_Provided text_:

━━━━━━━━

They designed the Boston Ballet's "Nutcracker" with its vast Christmas tree; with one major refurbishment and the collaborators' annual attention, it has held the stage and delighted audiences for 25 seasons.

For Broadway they designed "What Makes Sammy Run?," "Roar Like a Dove," "Oh, Coward!" and revivals of "Showboat" and "The Boys from Syracuse." They also designed productions for the New York City Opera, the Houston Grand Opera, the Vivian Beaumont Theatre in New York's Lincoln Center and the Paper Mill Playhouse in New Jersey.

Working on a series of seriously compromised stages for Caldwell, the pair repeatedly triumphed through artistry and ingenuity, mastering the almost-forgotten art of scene-painting and often using a revolving stage for magical effects and transformations.

Among their triumphs were "Don Pasquale," where the landscape of Rome rolled by behind the characters as they travelled by coach across the city; "Russlan and Ludmilla," inspired by the Russian tradition of lacquered palekh-box painting; "Les Troyens" with its stage-spanning Trojan horse; "Benvenuto Cellini" with its triumphant recreation of the casting of the gold statue of Perseus; and "Don Quichotte" with its giant working windmill.

━━━━━━━━

_Information shown_:
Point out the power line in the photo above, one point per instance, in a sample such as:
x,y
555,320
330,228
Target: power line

━━━━━━━━

_Work order_: Transcribe the part of the stage-design passage above that opens with the words "Working on a" and closes with "giant working windmill.".

_Exercise solution_:
Working on a series of seriously compromised stages for Caldwell, the pair repeatedly triumphed through artistry and ingenuity, mastering the almost-forgotten art of scene-painting and often using a revolving stage for magical effects and transformations.

Among their triumphs were "Don Pasquale," where the landscape of Rome rolled by behind the characters as they travelled by coach across the city; "Russlan and Ludmilla," inspired by the Russian tradition of lacquered palekh-box painting; "Les Troyens" with its stage-spanning Trojan horse; "Benvenuto Cellini" with its triumphant recreation of the casting of the gold statue of Perseus; and "Don Quichotte" with its giant working windmill.